Written request
Copy out the bug syncing mailing list reply below in full, word for word.

Extract
_ _ _ _

← Back to team overview

launchpad-dev team mailing list archive

Re: Reliable bug syncing - UI changes

 

On Thu, 14 Jan 2010 00:04:24 +0000
Tom Berger <tom.berger@xxxxxxxxxxxxx> wrote:
...
> >> For the bugtracker as a whole, we need to display information about sync
> >> runs,
> >> and a way to trigger a new sync.
> >
> > I'd re-use the same pattern for forcing a sync as the other page.
> > Can we show a log?  Maybe next to the last sync, we could show a log so
> > people can figure out what the problem is for themselves.
>
> The problem with logs is that we don't run updates for inidividual
> bugtrackers necessarily, so we'll have to try and figure out how to
> pull out of the log the bits pertaining to the bugtracker. Gavin, any
> ideas on how we might be able to do that?

Right now, the bugwatch table has a lastchecked field (a timestamp)
and a last_error_type field (an enum), both of which will be
straighforward to summarize on the bug tracker page.

Tom also suggested borrowing Deryck's graph, and I think that would be
perfect to show on the bug tracker page. This shows how many bug
watches are out of date (over 24 hours old iirc), so it gives us an
idea of how well the checkwatches machinery is working (lastchecked is
updated even if there's an error).

_ _ _ _

Source data

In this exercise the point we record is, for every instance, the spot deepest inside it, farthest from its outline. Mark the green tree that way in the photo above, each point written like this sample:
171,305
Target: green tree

_ _ _ _

Response to this exercise
← Back to team overview

launchpad-dev team mailing list archive

Re: Reliable bug syncing - UI changes

 

On Thu, 14 Jan 2010 00:04:24 +0000
Tom Berger <tom.berger@xxxxxxxxxxxxx> wrote:
...
> >> For the bugtracker as a whole, we need to display information about sync
> >> runs,
> >> and a way to trigger a new sync.
> >
> > I'd re-use the same pattern for forcing a sync as the other page.
> > Can we show a log?  Maybe next to the last sync, we could show a log so
> > people can figure out what the problem is for themselves.
>
> The problem with logs is that we don't run updates for inidividual
> bugtrackers necessarily, so we'll have to try and figure out how to
> pull out of the log the bits pertaining to the bugtracker. Gavin, any
> ideas on how we might be able to do that?

Right now, the bugwatch table has a lastchecked field (a timestamp)
and a last_error_type field (an enum), both of which will be
straighforward to summarize on the bug tracker page.

Tom also suggested borrowing Deryck's graph, and I think that would be
perfect to show on the bug tracker page. This shows how many bug
watches are out of date (over 24 hours old iirc), so it gives us an
idea of how well the checkwatches machinery is working (lastchecked is
updated even if there's an error).